Исходный текст:
************

Россия воет от боли – почему тяжелые больные остаются один на один с нестерпимой болью?
4088
Все хотят жить долго и счастливо, и умереть в один день. Некоторым удается жить долго многим достается немного счастья, но большинству приходится умирать в муках.
Помощь людям в страданиях веками была основой задачей медицины. Уже два века у врачей есть сильные средства обезболивания, а последние 30 лет наука о боли дала возможность смягчать страдания даже при самой жестокой боли. К несчастью, эти достижения недоступны в России. Сейчас, когда вы читаете эти строки, десятки тысяч людей по всей стране воют от боли, проклинают врачей и все святое, грызут подушку и вместе с ними страдают и душой умирают их близкие.
Спеша на работу или скучая у телевизора большинство людей не представляют как много вокруг страдания. Оно скрыто в больницах и за закрытыми дверями квартир. Но беда близко. Иногда в газеты выплескивается, как измученный больной расстрелял врача, убил себя. До прессы доходят самые ужасные случаи: брат убил сестру из сострадания к ее непереносимым мучениям.

************

Сохранённые записи:
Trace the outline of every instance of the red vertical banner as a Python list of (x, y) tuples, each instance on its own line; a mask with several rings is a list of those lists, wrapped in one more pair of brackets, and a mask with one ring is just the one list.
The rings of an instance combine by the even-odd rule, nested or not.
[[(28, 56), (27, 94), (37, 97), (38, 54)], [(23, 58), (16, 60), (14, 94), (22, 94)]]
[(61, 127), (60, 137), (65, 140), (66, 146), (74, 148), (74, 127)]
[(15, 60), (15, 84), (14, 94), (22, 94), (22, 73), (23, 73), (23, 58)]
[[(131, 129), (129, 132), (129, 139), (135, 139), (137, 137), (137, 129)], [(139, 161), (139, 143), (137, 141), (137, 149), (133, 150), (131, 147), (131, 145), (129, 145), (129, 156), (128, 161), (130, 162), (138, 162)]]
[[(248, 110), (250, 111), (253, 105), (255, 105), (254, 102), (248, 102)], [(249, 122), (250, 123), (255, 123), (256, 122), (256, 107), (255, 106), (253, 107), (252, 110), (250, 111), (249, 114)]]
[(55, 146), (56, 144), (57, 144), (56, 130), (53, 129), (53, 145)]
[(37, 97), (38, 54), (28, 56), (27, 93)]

************

Задание: Продолжите текст о недоступности обезболивания в России, начав сразу после его последнего предложения.

Ответ:
Моя знакомая врач, житель большого города, когда умирал ее отец, для того, чтобы получить обезболивающий препарат, целые дни проводила в диспансерах, в поликлиниках, ожидая консилиумов и в поездках в дальнюю аптеку. Для простого человека, незнакомого с системой, выполнить эти правила почти невозможно, настолько они сложны. Для жителей села их просто невозможно выполнить – аптек, в которых имеются обезболивающие препараты, очень мало даже в крупных городах, а на селе, в малых городах их иногда просто нет. А ведь помимо поездок за лекарством для больного, родственники должны еще зарабатывать себе и ему на жизнь…
Мало того, что правила драконовские, но и этим правилам, как справедливо замечает нарколог В. Менделевич, наши врачи боятся выписывать рецепты на обезболивающие. Боятся проверок со стороны федеральной службы по контролю за распространением наркотиков (ФСКН). Родственники больных, пытаясь получить препарат, оказываются под подозрением, а врачи чувствуют себя наркодилерами.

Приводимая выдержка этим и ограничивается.